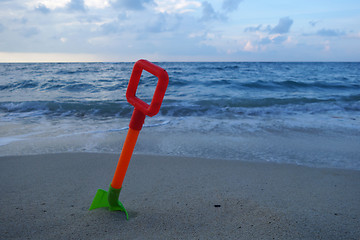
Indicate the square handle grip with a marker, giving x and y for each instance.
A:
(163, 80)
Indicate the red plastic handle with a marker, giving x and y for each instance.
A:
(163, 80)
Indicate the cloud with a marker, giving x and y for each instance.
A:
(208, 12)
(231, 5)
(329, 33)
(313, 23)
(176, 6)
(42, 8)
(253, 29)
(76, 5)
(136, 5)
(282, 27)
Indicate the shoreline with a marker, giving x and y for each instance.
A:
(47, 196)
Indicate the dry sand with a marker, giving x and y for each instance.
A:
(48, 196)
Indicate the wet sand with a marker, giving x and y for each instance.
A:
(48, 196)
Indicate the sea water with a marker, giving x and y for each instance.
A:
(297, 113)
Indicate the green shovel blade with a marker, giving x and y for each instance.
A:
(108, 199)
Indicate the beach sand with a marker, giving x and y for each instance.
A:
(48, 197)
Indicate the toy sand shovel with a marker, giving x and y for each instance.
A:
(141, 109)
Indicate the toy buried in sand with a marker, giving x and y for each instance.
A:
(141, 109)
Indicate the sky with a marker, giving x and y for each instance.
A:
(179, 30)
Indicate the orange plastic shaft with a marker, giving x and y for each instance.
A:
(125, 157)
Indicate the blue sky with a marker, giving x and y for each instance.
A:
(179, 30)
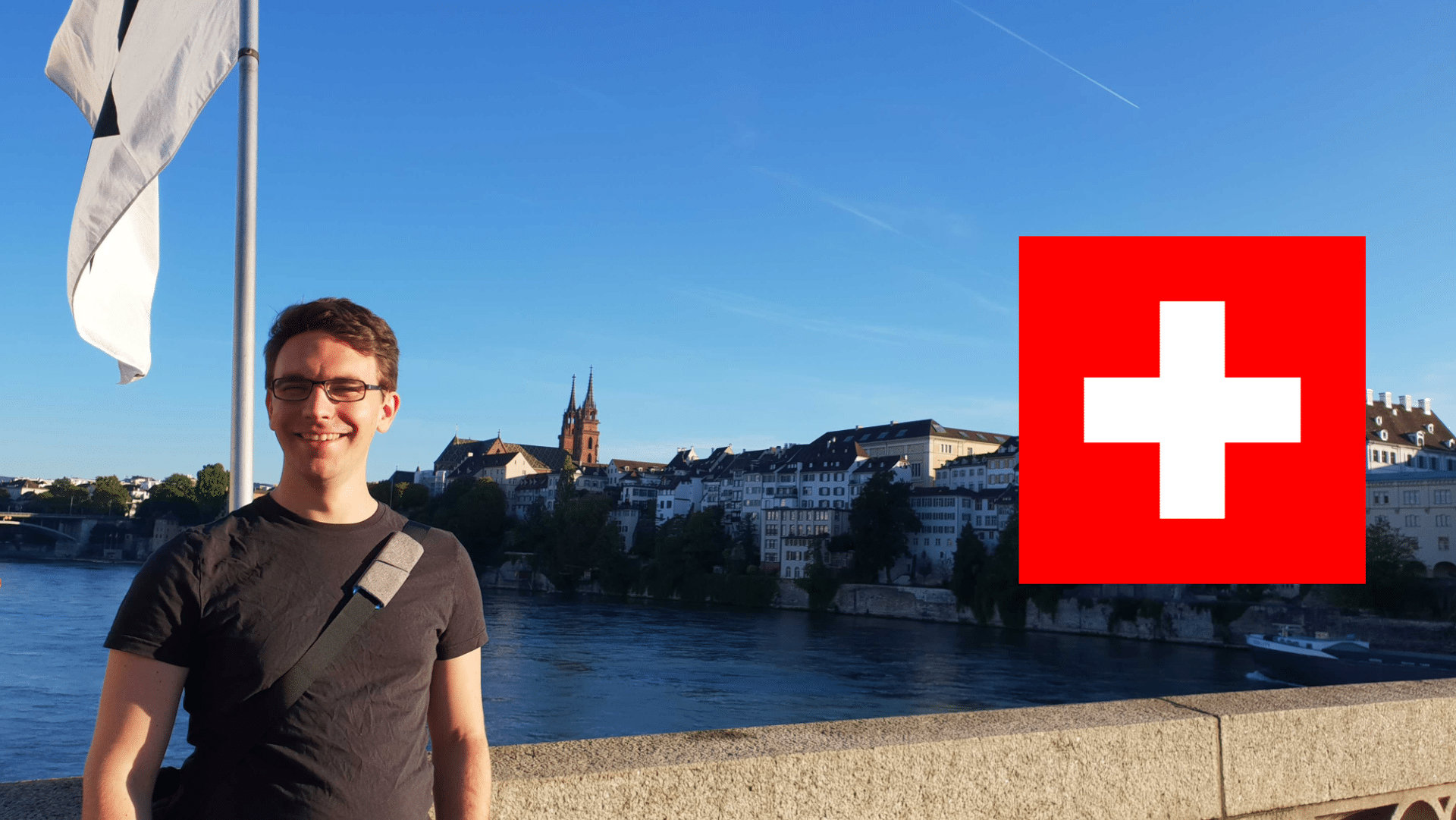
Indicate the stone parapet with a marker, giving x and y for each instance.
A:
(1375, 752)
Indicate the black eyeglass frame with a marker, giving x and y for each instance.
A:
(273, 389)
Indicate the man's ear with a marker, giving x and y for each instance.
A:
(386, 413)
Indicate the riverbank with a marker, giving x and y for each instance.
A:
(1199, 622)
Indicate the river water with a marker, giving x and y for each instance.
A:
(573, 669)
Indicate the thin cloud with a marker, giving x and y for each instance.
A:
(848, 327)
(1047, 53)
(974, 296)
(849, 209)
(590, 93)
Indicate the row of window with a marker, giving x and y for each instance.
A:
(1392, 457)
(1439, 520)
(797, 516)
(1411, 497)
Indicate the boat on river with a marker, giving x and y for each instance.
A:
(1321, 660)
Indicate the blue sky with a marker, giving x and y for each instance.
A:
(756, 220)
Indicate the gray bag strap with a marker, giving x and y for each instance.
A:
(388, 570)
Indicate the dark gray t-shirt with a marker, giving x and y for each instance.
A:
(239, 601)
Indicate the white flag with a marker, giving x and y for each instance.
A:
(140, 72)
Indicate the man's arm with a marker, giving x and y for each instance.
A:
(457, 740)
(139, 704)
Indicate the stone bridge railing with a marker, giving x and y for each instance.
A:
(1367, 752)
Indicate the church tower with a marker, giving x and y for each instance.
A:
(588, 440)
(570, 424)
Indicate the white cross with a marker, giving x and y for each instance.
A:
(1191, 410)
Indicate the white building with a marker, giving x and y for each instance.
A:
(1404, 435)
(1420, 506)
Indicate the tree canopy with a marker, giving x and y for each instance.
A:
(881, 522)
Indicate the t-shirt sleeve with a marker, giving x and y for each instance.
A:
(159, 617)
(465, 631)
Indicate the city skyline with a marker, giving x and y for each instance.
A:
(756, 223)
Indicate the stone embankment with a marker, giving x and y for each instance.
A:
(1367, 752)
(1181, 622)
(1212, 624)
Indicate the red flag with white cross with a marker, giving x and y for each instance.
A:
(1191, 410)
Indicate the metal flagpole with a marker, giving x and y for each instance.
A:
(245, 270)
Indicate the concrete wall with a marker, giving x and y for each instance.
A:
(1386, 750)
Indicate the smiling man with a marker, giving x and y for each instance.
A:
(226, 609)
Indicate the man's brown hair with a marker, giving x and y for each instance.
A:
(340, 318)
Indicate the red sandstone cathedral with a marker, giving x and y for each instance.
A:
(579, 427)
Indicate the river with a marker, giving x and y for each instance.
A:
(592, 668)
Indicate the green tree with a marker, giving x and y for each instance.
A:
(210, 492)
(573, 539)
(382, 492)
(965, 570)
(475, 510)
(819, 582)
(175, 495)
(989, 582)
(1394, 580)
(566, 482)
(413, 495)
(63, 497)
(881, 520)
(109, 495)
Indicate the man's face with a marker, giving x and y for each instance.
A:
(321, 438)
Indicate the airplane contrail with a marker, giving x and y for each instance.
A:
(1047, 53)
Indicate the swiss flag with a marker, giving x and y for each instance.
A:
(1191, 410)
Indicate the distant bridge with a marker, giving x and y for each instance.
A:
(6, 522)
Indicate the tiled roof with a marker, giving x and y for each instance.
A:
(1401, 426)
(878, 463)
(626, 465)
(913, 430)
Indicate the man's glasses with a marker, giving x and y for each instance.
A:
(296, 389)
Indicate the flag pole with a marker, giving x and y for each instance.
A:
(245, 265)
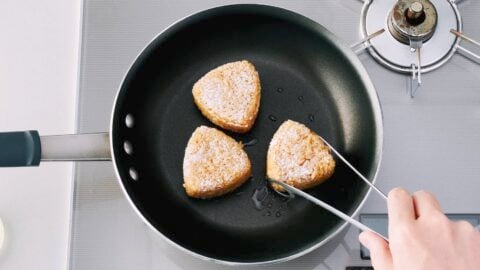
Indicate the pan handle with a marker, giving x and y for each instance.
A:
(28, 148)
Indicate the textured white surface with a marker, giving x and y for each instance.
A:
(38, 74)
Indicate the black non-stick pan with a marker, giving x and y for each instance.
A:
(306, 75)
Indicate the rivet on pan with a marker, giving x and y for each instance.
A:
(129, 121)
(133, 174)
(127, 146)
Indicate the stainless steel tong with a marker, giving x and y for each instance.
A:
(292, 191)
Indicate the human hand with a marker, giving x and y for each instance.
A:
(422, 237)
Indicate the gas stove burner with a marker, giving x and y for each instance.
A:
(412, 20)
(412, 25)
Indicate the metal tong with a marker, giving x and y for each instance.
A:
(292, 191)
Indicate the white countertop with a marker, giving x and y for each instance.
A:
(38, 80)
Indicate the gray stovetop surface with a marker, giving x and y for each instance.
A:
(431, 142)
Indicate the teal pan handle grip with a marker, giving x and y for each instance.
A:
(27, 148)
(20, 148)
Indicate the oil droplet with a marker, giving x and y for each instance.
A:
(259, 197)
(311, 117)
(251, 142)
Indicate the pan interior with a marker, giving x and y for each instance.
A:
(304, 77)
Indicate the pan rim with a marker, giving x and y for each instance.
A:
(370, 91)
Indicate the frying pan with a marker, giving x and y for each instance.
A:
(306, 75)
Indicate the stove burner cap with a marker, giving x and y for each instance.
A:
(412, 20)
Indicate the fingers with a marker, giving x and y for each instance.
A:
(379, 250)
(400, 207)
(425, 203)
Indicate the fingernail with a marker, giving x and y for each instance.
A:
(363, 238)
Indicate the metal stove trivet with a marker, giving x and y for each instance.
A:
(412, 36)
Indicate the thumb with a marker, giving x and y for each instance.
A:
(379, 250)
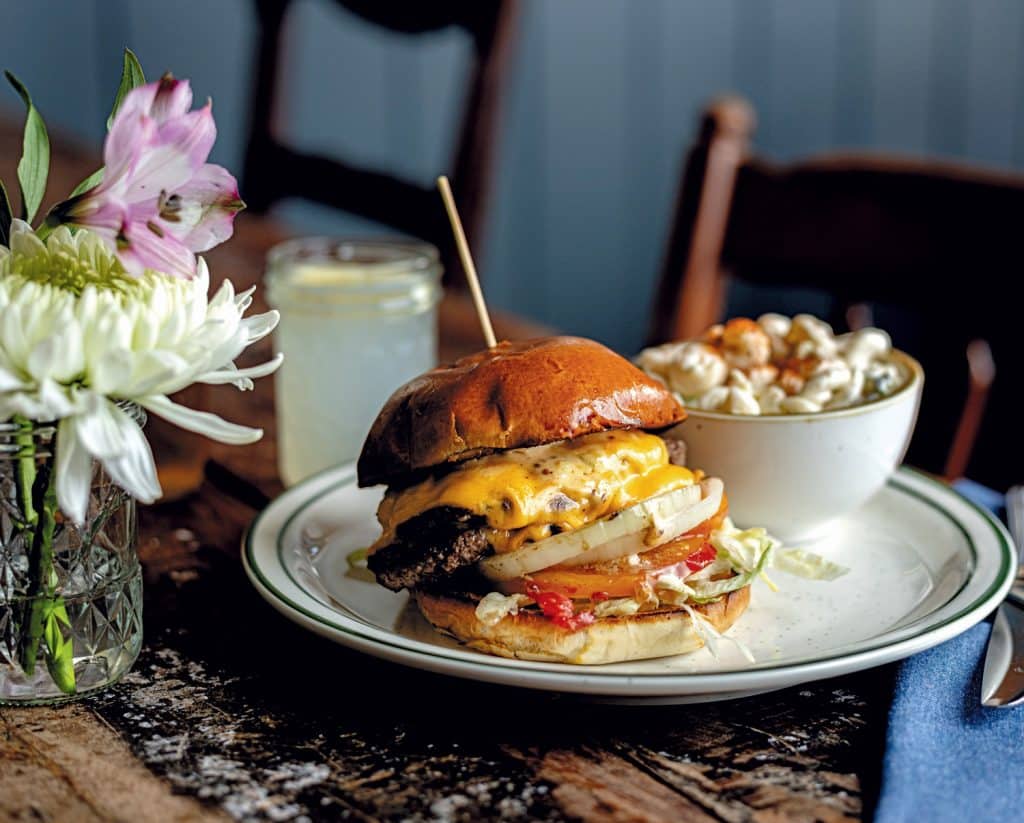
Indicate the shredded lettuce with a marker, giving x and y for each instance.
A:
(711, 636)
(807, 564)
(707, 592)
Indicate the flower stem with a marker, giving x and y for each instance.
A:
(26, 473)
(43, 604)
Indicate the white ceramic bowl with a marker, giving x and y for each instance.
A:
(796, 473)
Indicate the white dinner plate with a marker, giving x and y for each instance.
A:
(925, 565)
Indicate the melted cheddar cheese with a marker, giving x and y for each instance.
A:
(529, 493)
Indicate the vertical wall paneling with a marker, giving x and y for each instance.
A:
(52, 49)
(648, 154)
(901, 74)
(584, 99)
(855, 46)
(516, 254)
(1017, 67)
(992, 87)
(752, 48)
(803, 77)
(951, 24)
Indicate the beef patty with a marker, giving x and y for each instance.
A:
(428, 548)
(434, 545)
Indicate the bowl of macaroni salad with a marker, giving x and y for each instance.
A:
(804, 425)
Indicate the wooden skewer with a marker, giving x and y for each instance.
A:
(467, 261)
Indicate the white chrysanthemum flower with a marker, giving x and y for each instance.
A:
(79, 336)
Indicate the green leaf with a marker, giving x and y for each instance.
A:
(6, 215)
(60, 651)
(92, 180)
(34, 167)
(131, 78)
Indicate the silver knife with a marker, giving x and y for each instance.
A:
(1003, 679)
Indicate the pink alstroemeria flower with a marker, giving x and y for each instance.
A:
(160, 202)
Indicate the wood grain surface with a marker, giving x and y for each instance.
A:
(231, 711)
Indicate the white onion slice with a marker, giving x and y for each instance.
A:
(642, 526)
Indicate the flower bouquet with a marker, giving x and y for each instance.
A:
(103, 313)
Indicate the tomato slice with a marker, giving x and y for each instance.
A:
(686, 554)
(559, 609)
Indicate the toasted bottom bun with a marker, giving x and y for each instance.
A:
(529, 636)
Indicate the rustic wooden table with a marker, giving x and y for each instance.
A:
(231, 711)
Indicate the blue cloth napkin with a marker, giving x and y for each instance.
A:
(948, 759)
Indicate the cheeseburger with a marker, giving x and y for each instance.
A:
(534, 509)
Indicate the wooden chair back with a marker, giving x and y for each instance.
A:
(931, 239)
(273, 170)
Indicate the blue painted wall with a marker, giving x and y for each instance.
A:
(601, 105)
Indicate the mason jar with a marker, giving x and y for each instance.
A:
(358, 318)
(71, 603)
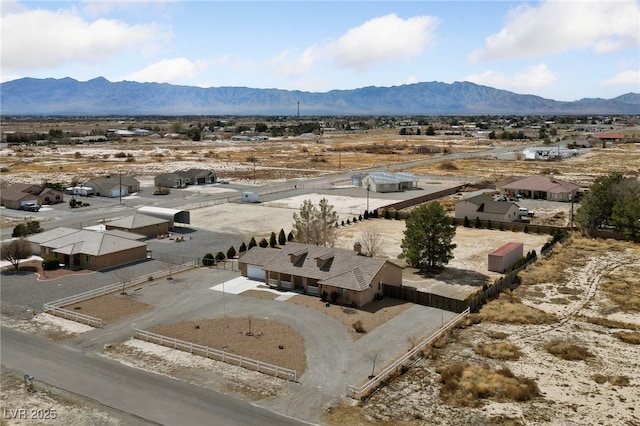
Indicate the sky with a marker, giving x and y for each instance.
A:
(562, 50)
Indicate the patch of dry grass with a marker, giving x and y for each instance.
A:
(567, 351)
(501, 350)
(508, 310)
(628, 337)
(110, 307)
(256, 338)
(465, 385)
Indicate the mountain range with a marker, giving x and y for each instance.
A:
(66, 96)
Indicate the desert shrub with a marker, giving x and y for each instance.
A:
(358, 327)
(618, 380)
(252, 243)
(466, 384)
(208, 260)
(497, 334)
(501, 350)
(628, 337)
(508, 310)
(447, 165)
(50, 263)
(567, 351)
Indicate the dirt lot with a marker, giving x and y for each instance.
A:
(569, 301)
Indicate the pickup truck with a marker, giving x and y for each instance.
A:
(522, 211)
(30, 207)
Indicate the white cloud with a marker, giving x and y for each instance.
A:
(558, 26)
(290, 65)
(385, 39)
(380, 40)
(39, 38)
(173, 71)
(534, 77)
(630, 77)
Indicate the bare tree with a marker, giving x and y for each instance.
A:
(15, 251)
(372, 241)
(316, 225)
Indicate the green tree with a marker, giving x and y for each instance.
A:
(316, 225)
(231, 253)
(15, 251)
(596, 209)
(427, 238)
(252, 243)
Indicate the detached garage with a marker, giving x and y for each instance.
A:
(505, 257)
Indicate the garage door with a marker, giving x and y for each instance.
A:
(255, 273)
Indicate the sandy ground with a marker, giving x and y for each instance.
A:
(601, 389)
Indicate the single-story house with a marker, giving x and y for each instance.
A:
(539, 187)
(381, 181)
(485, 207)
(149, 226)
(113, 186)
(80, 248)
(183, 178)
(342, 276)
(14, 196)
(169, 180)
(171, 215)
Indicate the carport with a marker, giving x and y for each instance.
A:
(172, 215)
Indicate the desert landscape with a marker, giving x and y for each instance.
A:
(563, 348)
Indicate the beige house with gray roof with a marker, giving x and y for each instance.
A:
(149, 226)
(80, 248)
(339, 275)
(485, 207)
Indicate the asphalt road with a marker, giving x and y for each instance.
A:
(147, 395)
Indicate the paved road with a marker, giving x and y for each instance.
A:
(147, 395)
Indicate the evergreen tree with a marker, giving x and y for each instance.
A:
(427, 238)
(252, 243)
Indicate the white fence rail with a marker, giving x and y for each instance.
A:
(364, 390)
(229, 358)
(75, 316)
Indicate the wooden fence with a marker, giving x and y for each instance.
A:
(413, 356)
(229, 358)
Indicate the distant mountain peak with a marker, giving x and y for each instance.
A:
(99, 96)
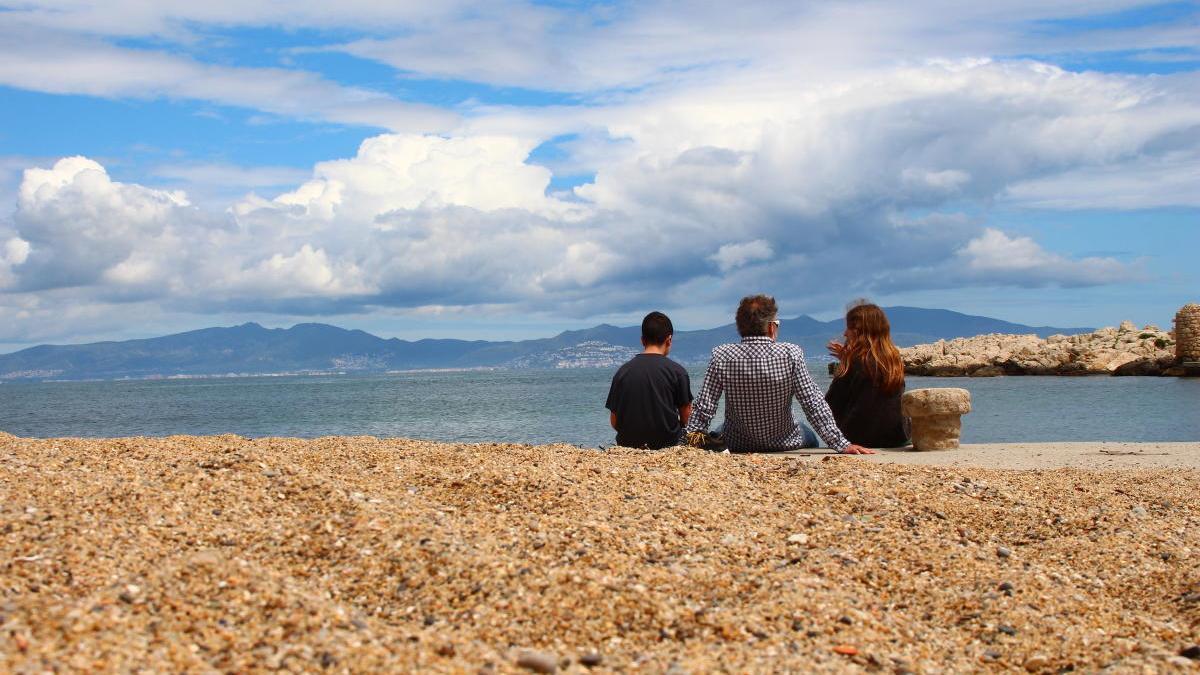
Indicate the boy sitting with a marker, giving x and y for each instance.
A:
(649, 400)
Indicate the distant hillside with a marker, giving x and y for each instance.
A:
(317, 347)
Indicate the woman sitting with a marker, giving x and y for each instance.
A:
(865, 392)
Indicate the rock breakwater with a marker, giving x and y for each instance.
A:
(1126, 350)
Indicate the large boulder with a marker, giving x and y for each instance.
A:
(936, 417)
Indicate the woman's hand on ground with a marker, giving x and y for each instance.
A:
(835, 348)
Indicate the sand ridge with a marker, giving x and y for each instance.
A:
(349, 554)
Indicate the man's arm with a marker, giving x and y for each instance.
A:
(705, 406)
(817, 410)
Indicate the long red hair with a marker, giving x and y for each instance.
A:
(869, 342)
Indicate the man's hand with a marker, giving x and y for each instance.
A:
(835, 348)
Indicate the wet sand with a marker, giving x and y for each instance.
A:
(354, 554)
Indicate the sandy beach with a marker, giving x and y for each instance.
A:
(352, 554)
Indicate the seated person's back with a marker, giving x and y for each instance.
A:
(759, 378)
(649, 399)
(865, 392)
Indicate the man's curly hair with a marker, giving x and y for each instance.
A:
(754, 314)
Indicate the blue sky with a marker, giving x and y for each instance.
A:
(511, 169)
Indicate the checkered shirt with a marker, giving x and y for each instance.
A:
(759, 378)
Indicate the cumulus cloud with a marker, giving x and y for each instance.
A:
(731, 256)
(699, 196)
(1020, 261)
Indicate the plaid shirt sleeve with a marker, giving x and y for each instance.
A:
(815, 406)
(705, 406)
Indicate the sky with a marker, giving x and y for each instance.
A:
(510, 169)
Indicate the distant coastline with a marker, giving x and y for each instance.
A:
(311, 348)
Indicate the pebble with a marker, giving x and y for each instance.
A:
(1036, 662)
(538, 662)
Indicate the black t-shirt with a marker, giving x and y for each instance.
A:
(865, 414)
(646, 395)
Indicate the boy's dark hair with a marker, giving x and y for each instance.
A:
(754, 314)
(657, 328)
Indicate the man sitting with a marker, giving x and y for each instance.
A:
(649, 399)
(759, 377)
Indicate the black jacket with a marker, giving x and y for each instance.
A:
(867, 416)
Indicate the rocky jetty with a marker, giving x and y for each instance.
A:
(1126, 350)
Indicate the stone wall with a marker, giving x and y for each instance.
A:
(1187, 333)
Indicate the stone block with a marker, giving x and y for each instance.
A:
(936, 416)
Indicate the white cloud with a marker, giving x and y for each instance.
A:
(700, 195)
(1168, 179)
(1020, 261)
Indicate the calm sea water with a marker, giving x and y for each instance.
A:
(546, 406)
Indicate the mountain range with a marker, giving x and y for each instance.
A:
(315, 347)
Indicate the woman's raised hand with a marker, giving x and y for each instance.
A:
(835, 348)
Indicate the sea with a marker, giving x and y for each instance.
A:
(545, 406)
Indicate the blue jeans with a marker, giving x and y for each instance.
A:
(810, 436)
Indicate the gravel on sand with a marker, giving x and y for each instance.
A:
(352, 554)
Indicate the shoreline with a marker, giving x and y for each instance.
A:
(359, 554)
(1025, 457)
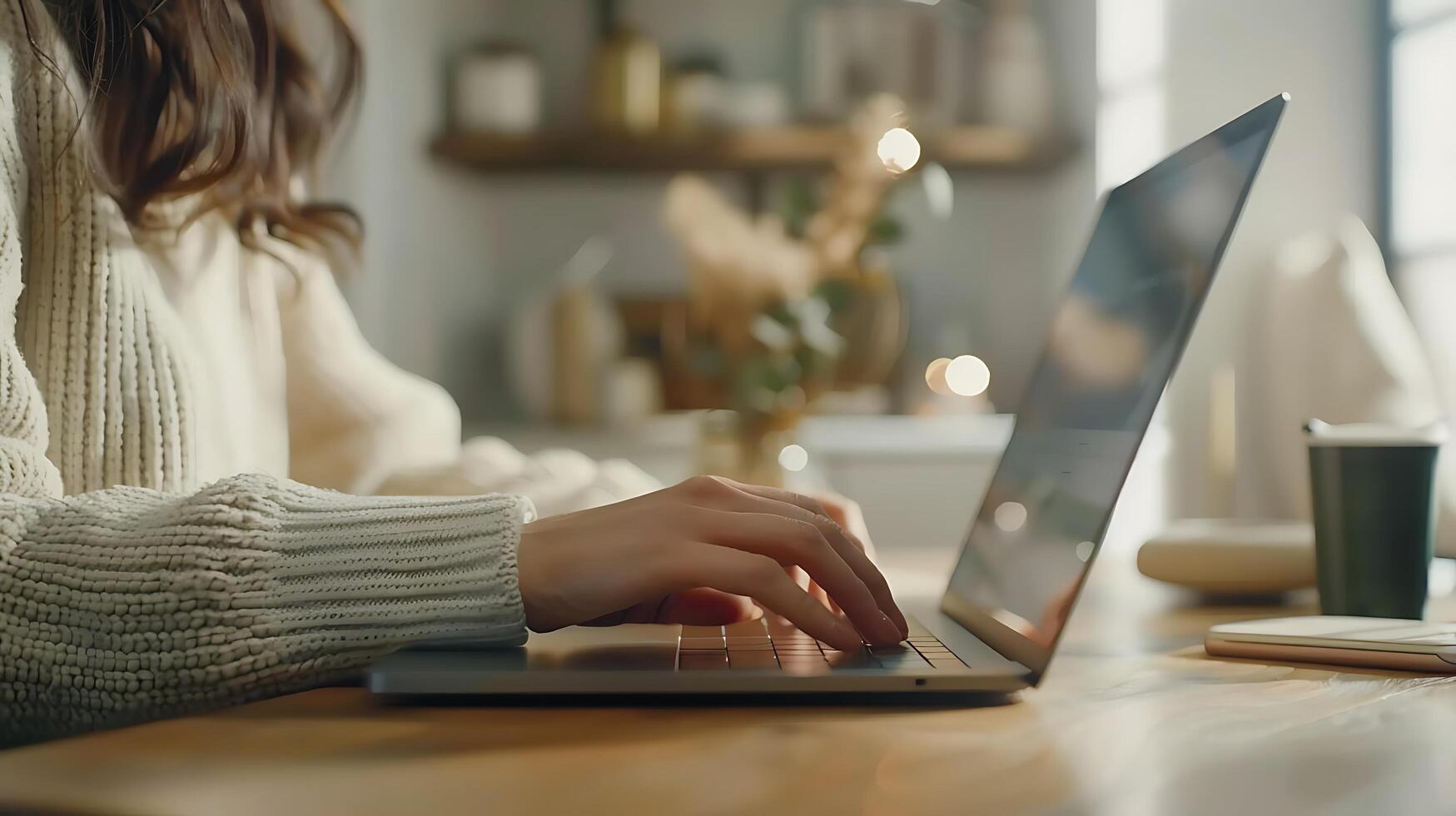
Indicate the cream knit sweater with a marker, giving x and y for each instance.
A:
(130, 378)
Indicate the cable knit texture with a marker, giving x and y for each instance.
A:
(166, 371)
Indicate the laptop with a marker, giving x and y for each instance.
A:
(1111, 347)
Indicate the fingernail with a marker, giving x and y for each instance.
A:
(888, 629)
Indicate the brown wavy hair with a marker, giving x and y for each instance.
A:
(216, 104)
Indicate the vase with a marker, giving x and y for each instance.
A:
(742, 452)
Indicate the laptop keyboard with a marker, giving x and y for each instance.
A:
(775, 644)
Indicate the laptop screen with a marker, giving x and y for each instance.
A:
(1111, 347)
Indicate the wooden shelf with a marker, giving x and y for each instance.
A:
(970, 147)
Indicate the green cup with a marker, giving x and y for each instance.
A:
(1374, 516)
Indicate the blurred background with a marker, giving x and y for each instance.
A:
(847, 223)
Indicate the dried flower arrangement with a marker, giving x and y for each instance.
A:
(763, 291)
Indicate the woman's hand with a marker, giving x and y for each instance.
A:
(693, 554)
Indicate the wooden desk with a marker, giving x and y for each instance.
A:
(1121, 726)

■ **Task goal**: Out of the entries, pull every line that mentions "beach".

■ **Answer for the task**:
Indicate the beach sand with a marker, giving x and y for each instance.
Indicate the sandy beach with a marker, giving x and y for each instance.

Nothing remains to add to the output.